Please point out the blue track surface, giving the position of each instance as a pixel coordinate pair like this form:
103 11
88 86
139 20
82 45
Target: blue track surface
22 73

____

Work to be completed :: The full set of records must be transcribed character for character.

Solution ::
Please point out the blue track surface, giving the position of each instance as a pixel coordinate pair like this form:
103 11
88 86
139 20
82 45
Target: blue track surface
22 73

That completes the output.